==== Data excerpts ====
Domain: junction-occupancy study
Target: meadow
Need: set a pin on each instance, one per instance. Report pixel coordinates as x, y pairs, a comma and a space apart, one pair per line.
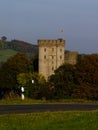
76, 120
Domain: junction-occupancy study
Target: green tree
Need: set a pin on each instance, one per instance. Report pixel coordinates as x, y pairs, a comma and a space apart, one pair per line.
63, 81
9, 71
87, 77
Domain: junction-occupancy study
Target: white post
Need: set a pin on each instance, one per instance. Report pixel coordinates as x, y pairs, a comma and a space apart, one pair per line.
22, 94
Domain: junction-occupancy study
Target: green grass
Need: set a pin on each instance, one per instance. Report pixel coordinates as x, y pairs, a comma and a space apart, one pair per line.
====
> **Instructions for the task**: What do the lines above say from the one containing "Target: white post" down to the one containing "Target: green grass"? Return them exactly, both end lines included, and only them.

> **Response for this exercise**:
Target: white post
Need: set a pin on each instance, one per instance. Report pixel coordinates as x, y pairs, a comma and a space apart, one pair per line.
22, 94
Domain: junction-occupancy study
Target: green grass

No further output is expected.